TO DO.
Please set out as a numbered list the rows starting with the line that contains "the grey hair" and going on through the line that contains "[[332, 228]]", leaving out blank lines and the pictures.

RECORD SET.
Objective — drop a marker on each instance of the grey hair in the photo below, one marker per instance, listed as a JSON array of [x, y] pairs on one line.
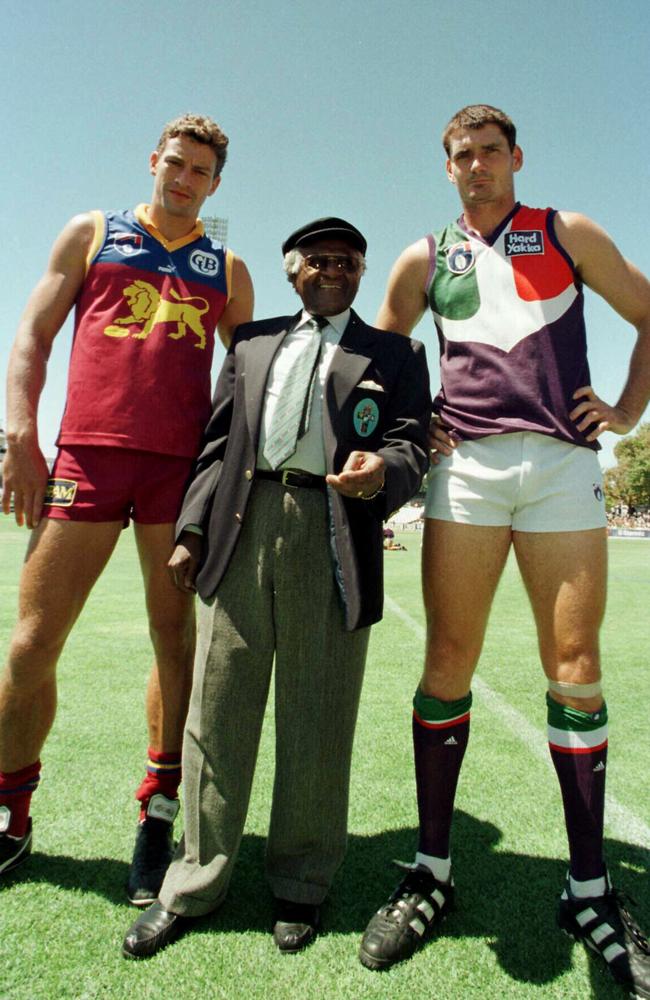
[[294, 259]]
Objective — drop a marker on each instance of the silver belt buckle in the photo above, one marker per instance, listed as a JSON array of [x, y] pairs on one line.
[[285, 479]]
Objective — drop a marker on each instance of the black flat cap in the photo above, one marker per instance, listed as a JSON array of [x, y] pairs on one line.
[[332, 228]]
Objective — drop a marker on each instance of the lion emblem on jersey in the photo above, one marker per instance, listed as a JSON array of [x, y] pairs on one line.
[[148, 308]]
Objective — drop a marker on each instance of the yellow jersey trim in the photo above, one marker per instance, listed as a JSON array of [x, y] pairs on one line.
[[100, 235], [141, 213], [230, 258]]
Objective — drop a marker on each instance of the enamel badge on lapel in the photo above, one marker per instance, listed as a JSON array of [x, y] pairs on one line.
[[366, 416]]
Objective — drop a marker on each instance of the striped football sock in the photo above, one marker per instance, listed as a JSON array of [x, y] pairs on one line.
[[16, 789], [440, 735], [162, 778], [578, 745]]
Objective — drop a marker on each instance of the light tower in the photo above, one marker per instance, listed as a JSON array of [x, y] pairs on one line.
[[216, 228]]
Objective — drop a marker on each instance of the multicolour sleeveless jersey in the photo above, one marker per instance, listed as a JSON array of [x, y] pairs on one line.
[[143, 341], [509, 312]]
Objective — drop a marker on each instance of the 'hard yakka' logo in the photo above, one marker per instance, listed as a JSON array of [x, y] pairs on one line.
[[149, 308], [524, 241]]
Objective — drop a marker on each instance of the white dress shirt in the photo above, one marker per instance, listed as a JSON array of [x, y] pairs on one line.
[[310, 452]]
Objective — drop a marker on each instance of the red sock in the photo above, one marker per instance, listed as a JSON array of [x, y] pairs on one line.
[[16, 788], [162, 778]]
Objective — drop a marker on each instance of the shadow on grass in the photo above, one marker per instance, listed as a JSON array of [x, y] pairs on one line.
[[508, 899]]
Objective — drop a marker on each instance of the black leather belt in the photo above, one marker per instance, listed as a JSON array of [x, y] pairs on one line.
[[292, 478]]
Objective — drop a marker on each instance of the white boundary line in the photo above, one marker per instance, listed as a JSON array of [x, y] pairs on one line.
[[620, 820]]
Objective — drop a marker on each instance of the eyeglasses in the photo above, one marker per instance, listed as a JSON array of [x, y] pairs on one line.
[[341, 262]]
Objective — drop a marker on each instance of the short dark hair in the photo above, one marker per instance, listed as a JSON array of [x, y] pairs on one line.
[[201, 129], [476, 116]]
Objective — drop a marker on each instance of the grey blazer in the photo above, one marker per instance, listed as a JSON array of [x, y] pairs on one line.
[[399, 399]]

...

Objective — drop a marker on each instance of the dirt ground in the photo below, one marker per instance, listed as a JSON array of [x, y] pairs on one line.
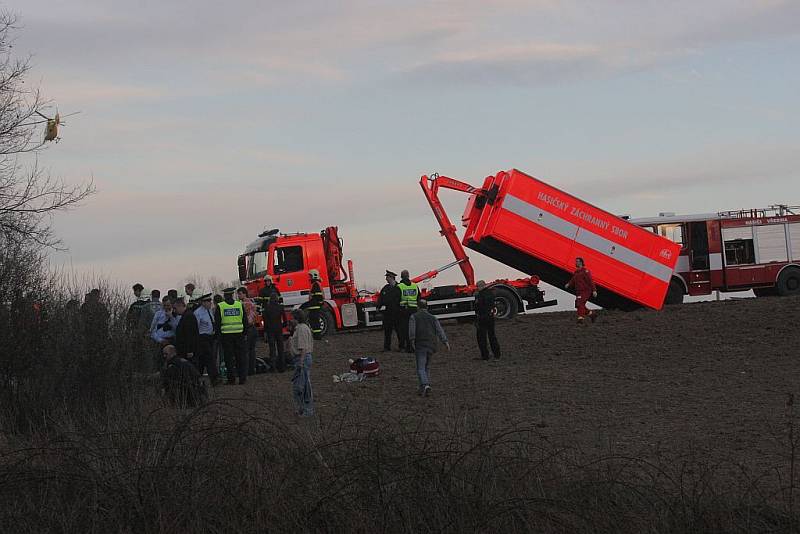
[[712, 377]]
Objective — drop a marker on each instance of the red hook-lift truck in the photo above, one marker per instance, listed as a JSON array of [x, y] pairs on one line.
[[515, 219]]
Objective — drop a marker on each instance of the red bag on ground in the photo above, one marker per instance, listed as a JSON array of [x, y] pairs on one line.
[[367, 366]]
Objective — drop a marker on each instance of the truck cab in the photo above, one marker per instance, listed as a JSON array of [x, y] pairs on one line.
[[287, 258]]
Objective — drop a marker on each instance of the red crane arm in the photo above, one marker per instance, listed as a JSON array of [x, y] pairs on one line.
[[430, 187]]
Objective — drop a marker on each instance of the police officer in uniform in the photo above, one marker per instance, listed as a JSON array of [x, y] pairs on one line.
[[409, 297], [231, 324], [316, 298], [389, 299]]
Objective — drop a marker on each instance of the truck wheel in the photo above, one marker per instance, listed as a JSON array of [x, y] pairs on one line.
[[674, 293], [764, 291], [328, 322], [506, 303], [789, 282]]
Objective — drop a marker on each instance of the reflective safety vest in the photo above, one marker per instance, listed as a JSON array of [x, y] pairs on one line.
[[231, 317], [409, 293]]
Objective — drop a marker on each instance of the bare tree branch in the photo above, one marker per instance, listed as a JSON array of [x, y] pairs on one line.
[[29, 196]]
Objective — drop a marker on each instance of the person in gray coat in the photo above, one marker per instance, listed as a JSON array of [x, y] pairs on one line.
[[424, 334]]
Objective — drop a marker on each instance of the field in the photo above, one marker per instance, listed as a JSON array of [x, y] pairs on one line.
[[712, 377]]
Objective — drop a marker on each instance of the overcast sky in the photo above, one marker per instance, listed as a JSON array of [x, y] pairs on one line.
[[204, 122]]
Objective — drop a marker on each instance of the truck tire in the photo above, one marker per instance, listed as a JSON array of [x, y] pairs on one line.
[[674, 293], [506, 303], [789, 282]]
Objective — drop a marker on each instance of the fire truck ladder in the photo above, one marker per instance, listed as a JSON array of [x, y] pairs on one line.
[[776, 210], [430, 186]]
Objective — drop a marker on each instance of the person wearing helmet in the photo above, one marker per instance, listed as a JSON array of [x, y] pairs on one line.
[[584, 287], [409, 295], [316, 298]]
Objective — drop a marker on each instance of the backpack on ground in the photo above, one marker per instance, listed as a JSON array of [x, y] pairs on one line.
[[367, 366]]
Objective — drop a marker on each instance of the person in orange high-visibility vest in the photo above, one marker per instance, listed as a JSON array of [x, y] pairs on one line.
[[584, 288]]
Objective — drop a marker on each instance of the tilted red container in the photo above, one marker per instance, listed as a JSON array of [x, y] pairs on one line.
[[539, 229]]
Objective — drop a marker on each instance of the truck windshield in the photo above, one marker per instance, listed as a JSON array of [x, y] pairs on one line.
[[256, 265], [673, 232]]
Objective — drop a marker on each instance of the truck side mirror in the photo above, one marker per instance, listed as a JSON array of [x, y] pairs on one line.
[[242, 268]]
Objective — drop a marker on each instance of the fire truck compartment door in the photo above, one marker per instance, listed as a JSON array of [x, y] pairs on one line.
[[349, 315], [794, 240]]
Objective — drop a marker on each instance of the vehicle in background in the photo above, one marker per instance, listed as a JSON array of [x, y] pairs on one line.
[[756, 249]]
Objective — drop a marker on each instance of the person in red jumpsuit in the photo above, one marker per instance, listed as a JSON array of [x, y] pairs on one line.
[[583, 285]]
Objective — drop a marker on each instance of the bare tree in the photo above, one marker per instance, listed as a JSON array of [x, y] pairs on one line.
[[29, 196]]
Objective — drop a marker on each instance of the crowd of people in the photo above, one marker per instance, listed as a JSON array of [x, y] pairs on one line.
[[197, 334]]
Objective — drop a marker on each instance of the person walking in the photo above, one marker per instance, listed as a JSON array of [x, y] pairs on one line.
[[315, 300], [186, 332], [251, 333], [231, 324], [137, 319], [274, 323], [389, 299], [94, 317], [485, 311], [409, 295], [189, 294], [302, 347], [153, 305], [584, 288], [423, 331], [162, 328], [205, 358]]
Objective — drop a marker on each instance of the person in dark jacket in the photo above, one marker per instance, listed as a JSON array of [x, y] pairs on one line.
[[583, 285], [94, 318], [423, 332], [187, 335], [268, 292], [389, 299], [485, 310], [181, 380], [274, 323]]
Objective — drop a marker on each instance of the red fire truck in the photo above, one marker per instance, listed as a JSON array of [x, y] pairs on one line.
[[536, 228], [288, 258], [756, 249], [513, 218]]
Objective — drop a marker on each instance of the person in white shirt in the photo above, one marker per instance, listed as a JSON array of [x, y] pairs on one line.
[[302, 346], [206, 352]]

TASK ANSWER.
1. Objective — drop a marker on each instance of the grey hair in the photo below, one marker per instance, listed as a JSON array of [x, y] pairs on one line.
2. [[294, 259]]
3. Objective — drop a marker on each instance of the silver belt buckle in the photo above, one marker per instance, listed as a JSON array of [x, y] pairs on one line.
4. [[285, 479]]
5. Objective — drop a marker on each instance of the black flat cap in the photo above, one marker per instance, listed as a JSON array of [x, y] pairs on one line.
6. [[332, 228]]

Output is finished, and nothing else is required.